# Détail de l'exercice
Dans le texte sur les armes jouets, quel est le cœur de cible des Nerfs ?

# Extrait à lire
Autre raison de se rassurer, le jouet, même guerrier… n’est pas forcément pris pour une arme ! « Ce pistolet que vous voyez est peut-être… tout autre chose dans l’imaginaire d’un jeune enfant », remarque Patrice Huerre.

« Nous, on s’arrête toujours au premier degré ; demandez-lui à quoi il joue, vous risquez d’être surpris ! Souvent, la poupée peut représenter un avion, et la carabine… une poupée ! » Ce qui explique aussi pourquoi les Nerfs et leurs imitateurs, ludiques, colorés comme ne le sont jamais de vraies armes, rassemblent bien au-delà de leur coeur de cible – les garçons de 7 à 10 ans.

Les pistolets jouets, un jeu de plein air comme un autre ?

« C’est l’un des rares jouets qui arrive aussi à capter des enfants plus âgés, au-delà de 12 ans. Et à faire jouer les filles avec des armes ! D’ailleurs, la marque avait même lancé une gamme aux coloris girly », explique Delphine Faure, chez King Jouet.

armes jouets

Les armes jouets, pas qu’une affaire de garçons © Sunny Studios

« D’après nos études de marché et études de comportement auprès des joueurs, nous constatons que les filles sont autant attirées que les garçons, confirme Mathilde Roux, chef de produit Nerf chez Hasbro. Ils jouent souvent avec d’autres membres de la famille, comme à un jeu d’équipe et de plein air, en inventant leurs propres histoires, leurs propres règles, leurs propres battles… Dans notre marketing, nous cherchons à refléter cette diversité et à laisser place à l’imaginaire ».

Ce que le Dr Patrice Huerre approuve : « Pas besoin qu’un jeu d’imitation soit trop réaliste ! Au contraire, offrir une arme qui ne ressemble pas trop à une arme, c’est les aider à distinguer le jeu de la réalité. Plutôt que condamner leur envie, mieux vaut bien leur rappeler qu’il ne s’agit que de faire semblant. Il faut s’adapter à ce que l’enfant manifeste : il ne s’agit pas de l’inciter à jouer avec une arme s’il n’est pas demandeur ! Mais ne pas non plus refuser un pistolet jouet s’il exprime haut et fort cette envie… Ni à un garçon, ni d’ailleurs à une fille, sous prétexte qu’elle est une fille : les aider à transformer la violence, ce n’est pas les rendre violents… au contraire. »

# Lignes de données
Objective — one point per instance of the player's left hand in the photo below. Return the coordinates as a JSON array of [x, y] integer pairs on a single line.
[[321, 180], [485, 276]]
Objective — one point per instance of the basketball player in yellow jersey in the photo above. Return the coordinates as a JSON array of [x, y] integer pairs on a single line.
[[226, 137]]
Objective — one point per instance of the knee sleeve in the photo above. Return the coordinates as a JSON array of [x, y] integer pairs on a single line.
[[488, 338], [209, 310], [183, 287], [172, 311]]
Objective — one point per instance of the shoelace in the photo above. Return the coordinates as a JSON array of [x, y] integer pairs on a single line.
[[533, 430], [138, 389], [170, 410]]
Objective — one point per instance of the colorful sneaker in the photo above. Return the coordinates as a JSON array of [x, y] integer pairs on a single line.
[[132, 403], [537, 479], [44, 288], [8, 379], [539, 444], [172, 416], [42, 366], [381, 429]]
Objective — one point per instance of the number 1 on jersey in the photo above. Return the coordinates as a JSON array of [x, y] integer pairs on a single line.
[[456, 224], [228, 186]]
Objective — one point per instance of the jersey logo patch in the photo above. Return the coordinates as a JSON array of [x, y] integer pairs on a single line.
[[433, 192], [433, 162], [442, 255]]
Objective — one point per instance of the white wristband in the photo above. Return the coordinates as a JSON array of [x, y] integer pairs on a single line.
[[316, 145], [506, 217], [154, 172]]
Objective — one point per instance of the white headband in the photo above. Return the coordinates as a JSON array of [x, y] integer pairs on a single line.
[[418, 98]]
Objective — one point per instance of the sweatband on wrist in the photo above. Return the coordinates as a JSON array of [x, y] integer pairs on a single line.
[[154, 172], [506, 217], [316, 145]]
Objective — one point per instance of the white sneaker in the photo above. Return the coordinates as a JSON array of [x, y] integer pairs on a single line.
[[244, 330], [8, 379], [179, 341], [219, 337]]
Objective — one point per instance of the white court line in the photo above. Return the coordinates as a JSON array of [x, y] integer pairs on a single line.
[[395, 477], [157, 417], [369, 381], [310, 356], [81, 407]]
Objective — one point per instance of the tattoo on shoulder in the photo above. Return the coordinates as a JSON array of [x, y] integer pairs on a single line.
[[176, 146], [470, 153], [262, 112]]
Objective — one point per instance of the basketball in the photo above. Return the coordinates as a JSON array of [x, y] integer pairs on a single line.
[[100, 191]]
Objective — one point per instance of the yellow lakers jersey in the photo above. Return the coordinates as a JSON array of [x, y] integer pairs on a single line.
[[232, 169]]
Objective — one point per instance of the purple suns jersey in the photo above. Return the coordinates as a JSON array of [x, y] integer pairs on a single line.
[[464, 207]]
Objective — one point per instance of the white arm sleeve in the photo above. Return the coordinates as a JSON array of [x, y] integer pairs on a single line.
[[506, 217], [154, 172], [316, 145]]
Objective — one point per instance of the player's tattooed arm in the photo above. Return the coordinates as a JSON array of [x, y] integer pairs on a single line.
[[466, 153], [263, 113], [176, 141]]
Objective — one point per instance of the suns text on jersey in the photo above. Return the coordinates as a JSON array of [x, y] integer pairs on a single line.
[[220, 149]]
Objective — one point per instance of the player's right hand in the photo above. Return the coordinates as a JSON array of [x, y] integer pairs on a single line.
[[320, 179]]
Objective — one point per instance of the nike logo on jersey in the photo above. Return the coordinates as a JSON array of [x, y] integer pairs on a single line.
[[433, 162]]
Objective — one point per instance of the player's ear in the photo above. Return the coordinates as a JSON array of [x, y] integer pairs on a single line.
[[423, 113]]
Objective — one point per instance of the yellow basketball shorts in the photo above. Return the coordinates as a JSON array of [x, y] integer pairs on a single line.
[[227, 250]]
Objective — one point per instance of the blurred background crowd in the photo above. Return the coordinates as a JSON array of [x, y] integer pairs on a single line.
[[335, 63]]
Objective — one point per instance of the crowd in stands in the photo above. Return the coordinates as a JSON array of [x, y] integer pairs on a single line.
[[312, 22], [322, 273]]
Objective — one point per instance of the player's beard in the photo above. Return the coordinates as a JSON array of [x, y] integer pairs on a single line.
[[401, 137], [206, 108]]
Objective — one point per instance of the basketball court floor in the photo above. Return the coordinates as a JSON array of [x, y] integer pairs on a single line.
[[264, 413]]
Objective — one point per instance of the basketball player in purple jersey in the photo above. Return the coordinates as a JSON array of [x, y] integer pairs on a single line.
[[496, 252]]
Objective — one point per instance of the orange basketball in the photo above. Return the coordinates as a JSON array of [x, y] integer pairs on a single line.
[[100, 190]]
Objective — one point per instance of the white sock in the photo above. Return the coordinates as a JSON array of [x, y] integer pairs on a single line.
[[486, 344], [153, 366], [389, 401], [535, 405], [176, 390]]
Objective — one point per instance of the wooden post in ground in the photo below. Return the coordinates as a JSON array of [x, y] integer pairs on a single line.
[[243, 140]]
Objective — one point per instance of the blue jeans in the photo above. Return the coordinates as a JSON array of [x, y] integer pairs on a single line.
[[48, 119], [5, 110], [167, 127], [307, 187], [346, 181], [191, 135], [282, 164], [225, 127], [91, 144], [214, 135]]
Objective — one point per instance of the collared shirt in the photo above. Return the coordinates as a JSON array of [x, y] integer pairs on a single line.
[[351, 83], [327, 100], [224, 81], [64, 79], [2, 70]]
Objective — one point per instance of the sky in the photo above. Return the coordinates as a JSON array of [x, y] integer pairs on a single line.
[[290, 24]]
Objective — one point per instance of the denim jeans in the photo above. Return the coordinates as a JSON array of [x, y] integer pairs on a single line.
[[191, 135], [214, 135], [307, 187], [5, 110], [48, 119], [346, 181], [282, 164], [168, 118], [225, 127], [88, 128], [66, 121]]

...

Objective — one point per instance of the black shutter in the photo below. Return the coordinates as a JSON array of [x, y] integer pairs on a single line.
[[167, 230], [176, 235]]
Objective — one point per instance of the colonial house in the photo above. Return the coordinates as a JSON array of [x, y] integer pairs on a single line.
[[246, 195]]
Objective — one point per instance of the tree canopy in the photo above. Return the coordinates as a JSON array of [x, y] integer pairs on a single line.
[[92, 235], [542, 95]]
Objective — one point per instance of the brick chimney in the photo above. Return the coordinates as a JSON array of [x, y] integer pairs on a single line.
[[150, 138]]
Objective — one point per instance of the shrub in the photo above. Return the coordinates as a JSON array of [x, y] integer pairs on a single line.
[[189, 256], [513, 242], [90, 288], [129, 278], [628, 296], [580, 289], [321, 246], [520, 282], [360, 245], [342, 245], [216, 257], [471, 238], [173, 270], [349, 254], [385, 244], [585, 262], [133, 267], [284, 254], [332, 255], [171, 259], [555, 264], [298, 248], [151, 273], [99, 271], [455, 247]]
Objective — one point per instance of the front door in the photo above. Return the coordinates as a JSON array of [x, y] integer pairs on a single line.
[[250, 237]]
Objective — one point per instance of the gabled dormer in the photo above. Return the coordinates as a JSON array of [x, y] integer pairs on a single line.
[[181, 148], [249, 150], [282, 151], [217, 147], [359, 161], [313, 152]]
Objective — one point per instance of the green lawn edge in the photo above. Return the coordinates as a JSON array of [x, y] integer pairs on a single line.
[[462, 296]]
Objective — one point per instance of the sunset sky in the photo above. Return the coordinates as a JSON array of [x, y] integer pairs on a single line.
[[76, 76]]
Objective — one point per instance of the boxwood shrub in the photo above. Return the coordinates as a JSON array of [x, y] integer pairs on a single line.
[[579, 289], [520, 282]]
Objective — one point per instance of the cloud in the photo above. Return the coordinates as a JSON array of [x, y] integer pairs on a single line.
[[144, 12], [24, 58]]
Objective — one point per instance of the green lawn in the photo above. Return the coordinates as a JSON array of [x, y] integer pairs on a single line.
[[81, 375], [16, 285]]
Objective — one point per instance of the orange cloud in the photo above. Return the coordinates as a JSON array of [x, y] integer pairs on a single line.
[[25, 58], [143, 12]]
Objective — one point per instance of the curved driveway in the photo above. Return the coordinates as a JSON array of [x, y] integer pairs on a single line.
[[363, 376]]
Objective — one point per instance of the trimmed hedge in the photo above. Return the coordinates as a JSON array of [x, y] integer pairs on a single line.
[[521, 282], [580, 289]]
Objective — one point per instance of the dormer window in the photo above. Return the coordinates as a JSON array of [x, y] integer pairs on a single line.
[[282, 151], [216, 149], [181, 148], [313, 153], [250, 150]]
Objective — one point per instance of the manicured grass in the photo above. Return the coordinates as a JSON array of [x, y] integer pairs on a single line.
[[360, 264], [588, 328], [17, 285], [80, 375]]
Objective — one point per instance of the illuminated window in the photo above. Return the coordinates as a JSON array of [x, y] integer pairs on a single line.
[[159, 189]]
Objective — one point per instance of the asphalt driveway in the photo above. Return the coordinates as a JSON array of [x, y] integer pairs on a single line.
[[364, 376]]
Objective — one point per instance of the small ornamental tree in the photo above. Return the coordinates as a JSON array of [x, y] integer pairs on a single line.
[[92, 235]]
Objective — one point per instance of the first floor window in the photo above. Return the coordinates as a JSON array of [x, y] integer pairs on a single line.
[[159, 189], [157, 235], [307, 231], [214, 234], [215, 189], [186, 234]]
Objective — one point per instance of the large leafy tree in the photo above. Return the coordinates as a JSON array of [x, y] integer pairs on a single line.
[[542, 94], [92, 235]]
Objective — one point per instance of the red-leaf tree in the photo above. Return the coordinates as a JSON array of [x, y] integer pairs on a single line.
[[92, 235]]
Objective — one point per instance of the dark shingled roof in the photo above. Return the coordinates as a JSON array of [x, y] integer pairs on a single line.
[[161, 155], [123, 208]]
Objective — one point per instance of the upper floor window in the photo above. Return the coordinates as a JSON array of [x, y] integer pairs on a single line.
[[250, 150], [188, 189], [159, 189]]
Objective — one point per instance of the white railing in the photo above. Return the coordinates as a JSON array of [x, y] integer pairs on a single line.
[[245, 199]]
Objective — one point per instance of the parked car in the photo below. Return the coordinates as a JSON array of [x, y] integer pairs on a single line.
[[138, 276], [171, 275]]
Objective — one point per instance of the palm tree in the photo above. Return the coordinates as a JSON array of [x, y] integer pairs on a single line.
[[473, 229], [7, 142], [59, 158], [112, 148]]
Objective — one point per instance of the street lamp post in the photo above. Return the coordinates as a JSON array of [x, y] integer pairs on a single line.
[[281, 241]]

# Réponse à l'exercice
Les garçons de 7 à 10 ans.